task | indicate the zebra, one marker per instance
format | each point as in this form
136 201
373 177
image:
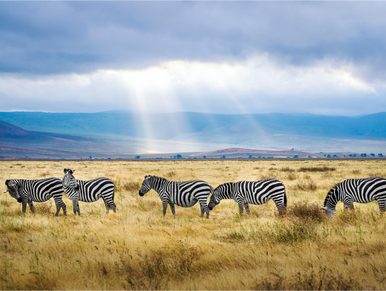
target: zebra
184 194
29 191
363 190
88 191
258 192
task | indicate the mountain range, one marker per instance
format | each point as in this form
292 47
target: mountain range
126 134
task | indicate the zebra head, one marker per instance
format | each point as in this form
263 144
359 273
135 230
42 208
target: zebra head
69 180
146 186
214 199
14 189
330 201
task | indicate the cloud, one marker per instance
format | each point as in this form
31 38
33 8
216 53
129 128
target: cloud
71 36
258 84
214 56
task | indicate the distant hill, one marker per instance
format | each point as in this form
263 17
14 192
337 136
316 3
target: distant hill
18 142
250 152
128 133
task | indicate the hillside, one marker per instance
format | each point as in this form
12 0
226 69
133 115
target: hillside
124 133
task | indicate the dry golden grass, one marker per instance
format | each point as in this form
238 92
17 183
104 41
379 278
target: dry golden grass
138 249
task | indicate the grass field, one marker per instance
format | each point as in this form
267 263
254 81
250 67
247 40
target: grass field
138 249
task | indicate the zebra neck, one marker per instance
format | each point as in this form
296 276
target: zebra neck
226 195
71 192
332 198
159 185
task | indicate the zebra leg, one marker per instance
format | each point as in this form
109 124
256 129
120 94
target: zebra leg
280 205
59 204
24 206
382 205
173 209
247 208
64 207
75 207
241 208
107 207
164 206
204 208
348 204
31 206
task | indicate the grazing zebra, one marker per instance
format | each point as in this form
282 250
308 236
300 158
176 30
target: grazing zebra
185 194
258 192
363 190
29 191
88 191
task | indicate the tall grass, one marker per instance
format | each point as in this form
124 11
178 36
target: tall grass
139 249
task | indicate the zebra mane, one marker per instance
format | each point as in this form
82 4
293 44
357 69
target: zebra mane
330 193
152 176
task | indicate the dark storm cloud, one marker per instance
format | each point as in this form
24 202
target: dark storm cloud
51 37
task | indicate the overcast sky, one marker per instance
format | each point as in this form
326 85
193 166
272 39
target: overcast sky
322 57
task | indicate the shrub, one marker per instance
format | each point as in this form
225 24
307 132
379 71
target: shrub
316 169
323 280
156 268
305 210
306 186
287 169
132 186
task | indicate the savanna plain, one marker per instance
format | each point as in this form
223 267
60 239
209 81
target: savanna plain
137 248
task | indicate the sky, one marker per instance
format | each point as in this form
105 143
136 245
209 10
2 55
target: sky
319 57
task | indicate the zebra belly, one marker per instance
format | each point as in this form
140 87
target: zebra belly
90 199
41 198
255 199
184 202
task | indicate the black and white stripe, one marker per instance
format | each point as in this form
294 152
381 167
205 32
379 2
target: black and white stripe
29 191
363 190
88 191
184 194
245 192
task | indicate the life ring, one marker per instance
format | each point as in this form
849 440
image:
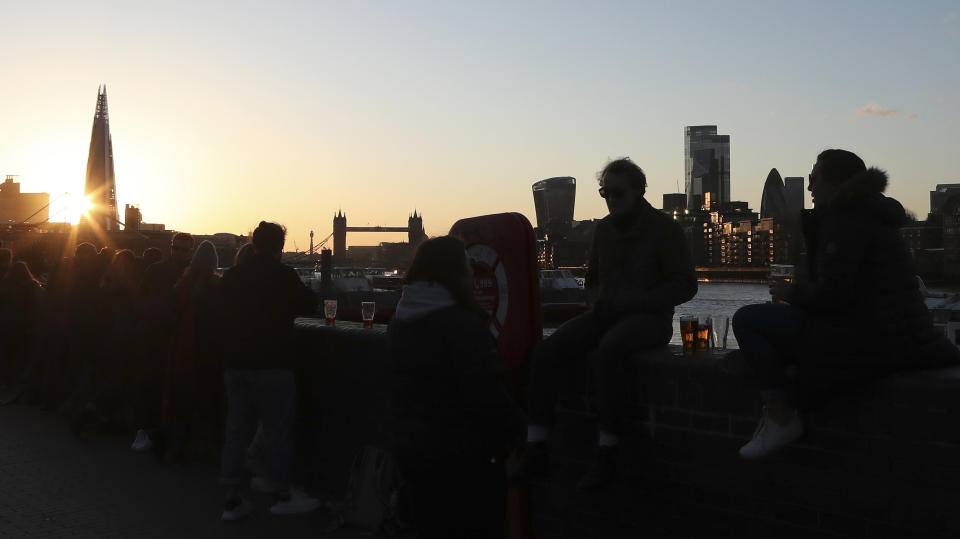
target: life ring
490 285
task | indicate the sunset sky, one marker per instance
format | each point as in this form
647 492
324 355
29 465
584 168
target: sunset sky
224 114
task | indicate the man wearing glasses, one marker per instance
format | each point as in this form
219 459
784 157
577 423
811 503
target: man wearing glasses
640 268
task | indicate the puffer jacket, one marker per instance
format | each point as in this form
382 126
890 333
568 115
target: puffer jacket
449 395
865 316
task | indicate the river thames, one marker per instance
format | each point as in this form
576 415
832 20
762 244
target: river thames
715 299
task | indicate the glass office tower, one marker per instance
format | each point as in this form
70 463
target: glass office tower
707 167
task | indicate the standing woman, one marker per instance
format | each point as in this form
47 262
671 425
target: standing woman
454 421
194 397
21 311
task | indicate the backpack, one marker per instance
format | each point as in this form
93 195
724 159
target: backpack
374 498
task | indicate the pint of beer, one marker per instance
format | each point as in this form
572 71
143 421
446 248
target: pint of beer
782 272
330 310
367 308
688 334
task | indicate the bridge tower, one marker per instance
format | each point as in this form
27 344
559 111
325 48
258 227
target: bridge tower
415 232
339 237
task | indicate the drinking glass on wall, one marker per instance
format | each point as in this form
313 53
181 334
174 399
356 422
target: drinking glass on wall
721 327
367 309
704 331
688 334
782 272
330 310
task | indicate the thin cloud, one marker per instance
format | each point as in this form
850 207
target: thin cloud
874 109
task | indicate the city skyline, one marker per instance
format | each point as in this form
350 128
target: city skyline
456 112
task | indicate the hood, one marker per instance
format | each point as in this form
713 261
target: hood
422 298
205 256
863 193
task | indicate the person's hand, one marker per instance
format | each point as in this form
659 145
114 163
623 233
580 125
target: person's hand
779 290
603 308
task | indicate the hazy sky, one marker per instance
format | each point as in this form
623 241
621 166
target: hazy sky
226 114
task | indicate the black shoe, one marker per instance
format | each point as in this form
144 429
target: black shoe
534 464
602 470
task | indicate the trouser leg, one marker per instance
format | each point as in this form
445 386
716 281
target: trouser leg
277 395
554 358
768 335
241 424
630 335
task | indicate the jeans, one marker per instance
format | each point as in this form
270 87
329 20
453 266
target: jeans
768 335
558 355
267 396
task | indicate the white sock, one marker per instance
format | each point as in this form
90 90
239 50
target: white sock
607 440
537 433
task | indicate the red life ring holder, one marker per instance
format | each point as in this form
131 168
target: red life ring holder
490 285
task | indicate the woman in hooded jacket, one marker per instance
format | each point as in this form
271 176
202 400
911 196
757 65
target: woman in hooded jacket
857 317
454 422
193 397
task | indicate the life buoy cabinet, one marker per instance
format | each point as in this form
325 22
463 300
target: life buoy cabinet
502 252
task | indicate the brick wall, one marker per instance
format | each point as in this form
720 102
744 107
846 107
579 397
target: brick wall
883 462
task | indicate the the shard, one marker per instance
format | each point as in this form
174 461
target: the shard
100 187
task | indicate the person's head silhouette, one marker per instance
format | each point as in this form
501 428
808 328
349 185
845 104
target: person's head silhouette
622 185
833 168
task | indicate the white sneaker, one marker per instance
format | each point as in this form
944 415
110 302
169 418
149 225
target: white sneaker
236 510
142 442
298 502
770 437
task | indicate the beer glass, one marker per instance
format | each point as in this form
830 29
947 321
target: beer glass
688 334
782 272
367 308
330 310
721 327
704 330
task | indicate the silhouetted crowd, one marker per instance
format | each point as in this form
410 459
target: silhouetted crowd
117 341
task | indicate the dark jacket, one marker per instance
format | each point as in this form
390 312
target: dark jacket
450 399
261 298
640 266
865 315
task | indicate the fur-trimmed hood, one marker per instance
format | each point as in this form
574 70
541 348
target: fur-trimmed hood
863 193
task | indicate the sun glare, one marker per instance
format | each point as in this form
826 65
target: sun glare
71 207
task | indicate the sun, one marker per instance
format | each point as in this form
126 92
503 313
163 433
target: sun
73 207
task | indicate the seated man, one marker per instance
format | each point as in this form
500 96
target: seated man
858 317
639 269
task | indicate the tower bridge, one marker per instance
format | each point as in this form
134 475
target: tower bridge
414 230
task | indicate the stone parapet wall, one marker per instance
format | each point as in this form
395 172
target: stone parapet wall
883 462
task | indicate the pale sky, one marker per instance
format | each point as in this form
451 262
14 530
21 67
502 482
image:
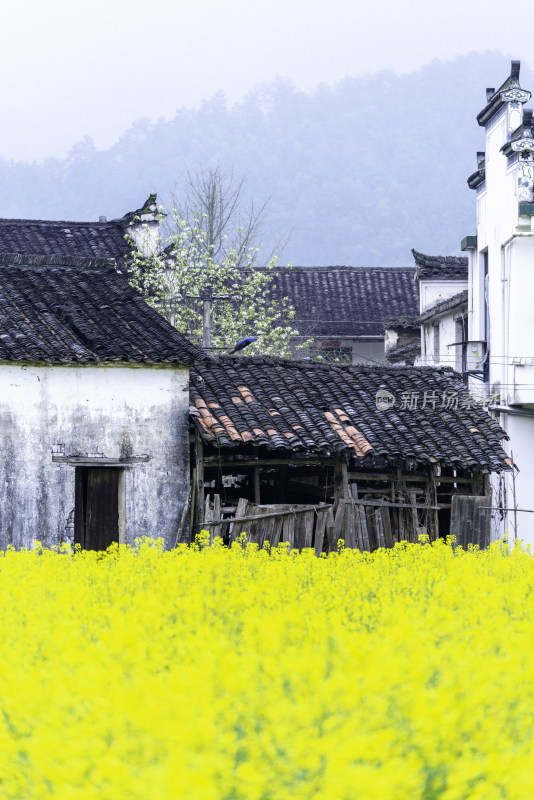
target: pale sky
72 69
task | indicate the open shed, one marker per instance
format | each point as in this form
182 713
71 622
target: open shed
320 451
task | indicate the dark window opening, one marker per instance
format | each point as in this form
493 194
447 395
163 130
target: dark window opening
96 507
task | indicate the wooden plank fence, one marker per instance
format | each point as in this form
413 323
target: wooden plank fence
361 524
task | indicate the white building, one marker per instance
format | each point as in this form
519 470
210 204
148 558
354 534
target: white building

• **Directive**
Reproduce all of the material above line for line, without any changes, and leave out the pictures.

• **Complete response**
task | indicate the zebra, one marker per instance
format | each point as in this form
136 201
373 177
image:
target: zebra
184 194
29 191
363 190
88 191
258 192
task | indicate the mountain range, one marker per instance
format | each point as in this form
292 47
target: mountain range
126 134
task | indicate the zebra head, one marker per instance
format | each point as in this form
263 144
359 273
135 230
42 208
target: zebra head
69 180
146 186
214 199
14 189
330 201
task | indicate the cloud, one marker per instance
format | each point as in this form
31 38
33 8
216 53
129 128
target: cloud
71 36
258 84
214 56
task | indicate the distant hill, one marker per instance
format | each point as in this form
263 17
14 192
337 136
316 3
target: distant hill
18 142
250 152
128 133
task | indicate the hillside, one marker per instance
format | each point as in this form
12 0
226 69
133 115
target: hillside
124 133
task | indicate the dry golden grass, one marker per instance
format | each point as in this form
238 92
17 183
104 41
379 278
target: dry golden grass
138 249
task | indicate the grass field, one marker per instance
format | each point as in this form
267 263
254 81
250 67
247 40
target: grass field
138 249
task | indicate the zebra neck, one marker per instance
format | each point as in this form
296 276
target: zebra neck
226 195
71 192
332 198
159 185
task | indicate the zebra leg, one marker per instance
format | each point as in this form
109 124
256 129
120 94
target: zebra leg
280 205
59 204
24 206
382 205
173 209
247 208
64 207
75 207
241 208
107 207
164 206
204 208
348 204
31 206
task | indicate the grazing zebra, one marker per instance
format | each point as in this form
282 250
308 236
300 158
176 30
target: grazing zebra
185 194
258 192
363 190
29 191
88 191
task | indicate the tall grass, one marker per instance
format | each point as in this form
124 11
178 36
target: tall grass
139 249
task | indicate the zebra mane, one marker per instance
format | each point as in this form
82 4
293 44
357 69
target: zebra mane
330 193
152 176
task | indicate the dark storm cloud, one marker per instance
format | each point as in this form
24 202
target: dark storm cloud
51 37
task | indicate the overcast sky, one marker per instance
format | each point as in this form
326 85
193 166
272 39
target: overcast sky
322 57
task | indicate the shrub, one marker per instance
format | each point as in this form
225 24
307 132
379 71
target: shrub
316 169
323 280
156 268
305 210
306 186
287 169
132 186
task | indicate the savanna plain, one marker per instance
format | each point as in this form
223 267
60 239
209 81
target: savanna plain
137 248
task | indicate the sky, one marker per instance
format | each point as in this form
105 143
136 245
209 10
2 55
target: sky
319 57
task | indicate the zebra belly, one marker per instance
format | each point as in this form
140 87
target: zebra belly
90 199
41 198
255 199
184 202
task | indicate the black and white stripe, one marker per instance
format | each point as in this form
294 152
381 167
205 32
379 2
target: black and white stripe
29 191
363 190
88 191
184 194
245 192
task | indicate the life ring, one marker per instance
format | each point as in this form
849 440
image:
target: life ring
490 285
task | indicate the sunset sky, one marker per instance
format | each point as in this form
647 492
324 355
29 465
584 168
target: sunset sky
224 114
task | indicate the man wearing glasses, one marker per instance
format | each point as in this form
219 459
784 157
577 423
811 503
target: man wearing glasses
640 268
task | indicate the puffer jacket, one marker per instance
format | each point as in this form
382 126
890 333
568 115
target: puffer jacket
449 395
865 316
task | indicate the river thames, one marker per instance
format | each point as in this form
576 415
832 20
762 244
target: river thames
715 299
task | indicate the glass office tower, one marker per instance
format | each point as in this form
70 463
target: glass office tower
707 167
task | indicate the standing woman, one marker per instance
format | each point as in this form
47 262
671 425
target: standing woman
454 421
194 397
21 311
task | indicate the backpack, one marker per instance
format | each point as in this form
93 195
724 159
target: backpack
374 498
task | indicate the pint of beer, one marker per instance
format | each point as in this form
572 71
143 421
446 248
target: pint of beer
782 272
330 310
367 308
688 334
task | indicate the bridge tower, one marker per instance
format | each point as in this form
27 344
559 111
325 48
258 227
target: bridge tower
415 232
339 237
task | indicate the drinking glass on wall, one marker per instance
format | each point as in this form
313 53
181 334
174 399
356 422
target: drinking glass on wall
721 327
367 309
704 331
688 334
782 272
330 310
task | indicate the thin cloud, one marker per instance
format | each point as in this form
850 207
target: thin cloud
874 109
task | indicate the city skyline, one marker per instance
format | each point as in this form
350 128
target: city skyline
456 112
task | indicate the hood, one marker per instance
format | each point as in this form
713 261
target: hood
422 298
205 256
863 193
task | indicate the person's hand, one marker per instance
format | each point as in this form
659 145
114 163
623 233
580 125
target: person's hand
779 290
603 308
task | indicate the hazy sky, one marker per instance
format | each point as in this form
623 241
621 166
target: hazy sky
226 114
task | indicate the black shoe, one marker per instance
format | each point as in this form
144 429
target: black shoe
534 464
602 470
task | indicate the trouser leg, one marker per instance
format | each point as in this form
445 386
716 281
target: trouser leg
277 395
554 358
768 335
241 424
630 335
task | indicate the jeans, one marker per instance
format | each point as in this form
270 87
329 20
453 266
target: jeans
768 335
558 355
267 396
task | indicate the white sock, one marker per instance
format | each point as in this form
90 90
239 50
target: white sock
607 440
537 433
task | indicate the red life ring holder, one marker per instance
format | each point as in this form
131 168
target: red life ring holder
490 285
task | indicate the woman in hooded jacket, one marker per instance
format | each point as in this form
271 176
202 400
911 196
757 65
target: woman in hooded jacket
857 317
454 422
193 397
task | indicate the life buoy cabinet, one marker per instance
format | each point as in this form
325 22
463 300
target: life buoy cabinet
502 252
task | indicate the brick wall, one marker per instance
format | each point as in this form
720 102
744 107
846 107
579 397
target: brick wall
883 462
task | indicate the the shard, one marker per instance
format | each point as in this form
174 461
target: the shard
100 187
task | indicate the person's head silhouette, one marker per instance
format | each point as in this form
501 428
808 328
349 185
845 104
target: person's head silhouette
622 185
833 168
task | indicate the white sneaker, one marker per instance
format | each point as in this form
944 415
110 302
169 418
149 225
target: white sneaker
236 510
142 442
298 502
770 437
task | indicate the beer glass, one marker per instance
format | each point as in this form
830 29
947 321
target: beer glass
688 334
782 272
367 308
330 310
721 327
704 330
task | indicate the silhouetted crowd, one marker per instance
format | each point as in this form
410 459
target: silhouetted crowd
117 341
task | indicate the dark jacket, one marker per instance
format | each point as in this form
390 312
target: dark jacket
450 399
261 298
640 266
865 315
task | indicate the fur-trimmed hood, one marker per instance
format | each point as in this form
574 70
541 348
target: fur-trimmed hood
863 193
task | indicate the sun glare, one marker per instance
format | each point as in this form
826 65
target: sun glare
71 207
task | indicate the sun, one marker per instance
format | each point as in this form
126 92
503 313
163 433
target: sun
73 207
task | indicate the seated man, one marker per instance
format | each point as in this form
500 96
target: seated man
858 317
639 269
task | indicate the tower bridge, one marker per instance
format | each point as in this form
134 475
target: tower bridge
414 230
task | indicate the stone parapet wall, one marker per instance
format | each point as in this form
395 172
target: stone parapet wall
883 462
task | indicate the pale sky, one marker per instance
format | each point as in this form
451 262
14 530
21 67
502 482
image:
target: pale sky
72 69
task | indicate the open shed, one marker per instance
format | each point as in this form
182 713
71 622
target: open shed
320 451
task | indicate the dark window opening, one marker per instance
format | each point as in this form
493 194
447 395
163 130
target: dark window opening
96 507
task | indicate the wooden plank fence, one marker per instance
format | each point as in this form
413 323
target: wooden plank fence
361 524
task | indicate the white building, one marker per instance
format | each point as in this form
519 470
210 204
148 558
354 534
target: white building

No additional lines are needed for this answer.